[Saved data entries]
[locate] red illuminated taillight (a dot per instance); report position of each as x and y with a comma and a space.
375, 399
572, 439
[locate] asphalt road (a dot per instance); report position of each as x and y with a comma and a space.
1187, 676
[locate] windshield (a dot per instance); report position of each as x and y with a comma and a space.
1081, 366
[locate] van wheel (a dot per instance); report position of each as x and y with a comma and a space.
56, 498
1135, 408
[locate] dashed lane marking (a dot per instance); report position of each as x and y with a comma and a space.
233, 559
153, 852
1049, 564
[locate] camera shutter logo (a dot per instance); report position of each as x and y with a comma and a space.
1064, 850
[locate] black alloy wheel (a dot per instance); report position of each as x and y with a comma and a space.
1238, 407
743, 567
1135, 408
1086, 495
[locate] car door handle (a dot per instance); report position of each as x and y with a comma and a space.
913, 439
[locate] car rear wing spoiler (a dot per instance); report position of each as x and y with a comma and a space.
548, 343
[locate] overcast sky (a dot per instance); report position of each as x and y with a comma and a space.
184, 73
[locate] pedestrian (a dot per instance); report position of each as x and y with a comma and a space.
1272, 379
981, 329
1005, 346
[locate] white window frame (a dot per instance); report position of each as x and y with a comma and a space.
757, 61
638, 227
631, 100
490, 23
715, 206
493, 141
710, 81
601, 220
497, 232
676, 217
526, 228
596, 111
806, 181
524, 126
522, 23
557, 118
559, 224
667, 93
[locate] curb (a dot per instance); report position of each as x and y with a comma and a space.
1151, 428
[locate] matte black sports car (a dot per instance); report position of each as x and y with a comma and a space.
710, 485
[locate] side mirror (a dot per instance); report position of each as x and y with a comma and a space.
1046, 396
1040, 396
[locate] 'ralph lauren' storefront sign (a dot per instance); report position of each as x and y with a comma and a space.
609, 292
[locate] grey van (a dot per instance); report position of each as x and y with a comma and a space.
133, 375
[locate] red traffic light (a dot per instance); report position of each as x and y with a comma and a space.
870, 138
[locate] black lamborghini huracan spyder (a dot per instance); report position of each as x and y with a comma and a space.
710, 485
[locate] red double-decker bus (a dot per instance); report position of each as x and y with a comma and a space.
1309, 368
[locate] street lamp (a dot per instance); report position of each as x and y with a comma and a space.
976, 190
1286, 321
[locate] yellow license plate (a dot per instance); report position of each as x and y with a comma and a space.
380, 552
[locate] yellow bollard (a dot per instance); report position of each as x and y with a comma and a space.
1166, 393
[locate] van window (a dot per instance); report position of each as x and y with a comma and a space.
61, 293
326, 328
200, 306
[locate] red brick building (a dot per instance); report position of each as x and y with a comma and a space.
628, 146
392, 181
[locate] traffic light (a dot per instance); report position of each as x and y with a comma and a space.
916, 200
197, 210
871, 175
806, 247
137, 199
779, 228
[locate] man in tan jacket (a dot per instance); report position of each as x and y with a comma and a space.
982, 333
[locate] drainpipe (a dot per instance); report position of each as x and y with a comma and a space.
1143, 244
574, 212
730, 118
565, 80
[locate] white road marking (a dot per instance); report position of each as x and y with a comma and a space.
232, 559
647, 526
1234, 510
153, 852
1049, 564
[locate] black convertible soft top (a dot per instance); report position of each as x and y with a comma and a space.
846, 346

> [Task brief]: Word for word, quote all of the data above.

> [Answer area]:
[locate] red illuminated taillight (a dot per instance); report position of each as x and y with a comma and a space.
375, 399
572, 439
[locate] asphalt road (a dot per instance); report position of each as x and y with a comma and a space.
1187, 676
[locate] windshield (a dot per instance); report position of each as x and y with a comma and a space.
1081, 366
[locate] van wheel (a dot per instance); report position of each as x and y with a comma and a space.
56, 498
1135, 408
[locate] dashed lane marking (a dot per instance); report position of each as x and y with a comma and a space.
233, 559
153, 852
1049, 564
[locate] camera shutter logo (a dot per instance); report position of each as x and y with a comma and a space.
1064, 850
[locate] black alloy wheel (a dot per instance); report position of each as x and y with a comma and a space.
1238, 407
743, 567
1135, 408
1086, 495
[locate] car door handle (a dot per instance); report position of each as x and y with a comma and a space.
913, 439
[locate] car rear wing spoiler (a dot per instance); report position of each as x and y with a comma and a space.
548, 343
[locate] overcast sky (a dot per instance); report position of each as x and y with a comma and a space.
184, 73
[locate] pedestrian (a dot per instance); report position of each as x and y with a comma and a space.
1272, 379
981, 329
1005, 346
[locate] white window frame (a dot per instance); report position of each as x and y with a comma and a space.
757, 61
638, 227
631, 100
490, 23
715, 206
493, 141
710, 81
601, 220
497, 232
676, 217
526, 228
596, 111
806, 181
524, 126
522, 23
557, 118
559, 224
667, 93
[locate] curb (a dot per instance); report position of each as x and y with a comma and a space.
1151, 428
[locate] matte black sports car (a dot per instance); report position of each as x and y with a comma and a space.
710, 485
[locate] side mirror (a dot per instance); report position of each as x and y with a comma and a space.
1046, 396
1040, 396
[locate] 'ralph lauren' storefront sign (a dot per instance); report position of each as x and y with a comma and a space.
609, 292
[locate] grey van (a dot per instance); report position of each as x and y with a comma and a space.
133, 375
[locate] red traffic light (a dot per instance); report position of each as x and y with a comma and a space.
870, 138
[locate] black lamborghini huracan spyder (a dot per instance); report position of each as x and y with a comma and a space.
710, 485
[locate] red double-decker bus (a dot per instance); report position of each as x and y with a comma and a space.
1309, 368
[locate] street lamp (a dot per instance); report position of each as x and y with a comma and a space.
976, 190
1286, 321
[locate] yellow license plate (a dot per instance); report position of each as x and y with a comma and a space.
380, 552
[locate] yellow bollard (a dot per instance); report position of each as x and y with a comma and a space.
1166, 393
[locate] van window (a dot per instance); report position of each as x and y with a comma and a space.
61, 293
326, 328
200, 306
[locate] red brick building (a dot per instance); report position of each as x and y with a comma and a space.
628, 146
392, 181
[locate] traffic light (a dot per instance); report position of each as x and y with a comma and a space.
916, 200
197, 210
871, 175
806, 247
137, 199
779, 228
[locate] man in tan jacket (a dot per instance); report position of each as x and y with a comma and a space.
982, 333
[locate] drainpipe (a dot per instance); report position of each as x and y with a comma and a space.
1143, 244
574, 212
730, 118
565, 80
[locate] white road marking (a dot per instance); report position of each as x and y with a comma and a space.
232, 559
647, 526
1234, 510
153, 852
1049, 564
[locate] black convertible soft top (a dot per instance); report position of each as x and y with a comma and a space.
846, 346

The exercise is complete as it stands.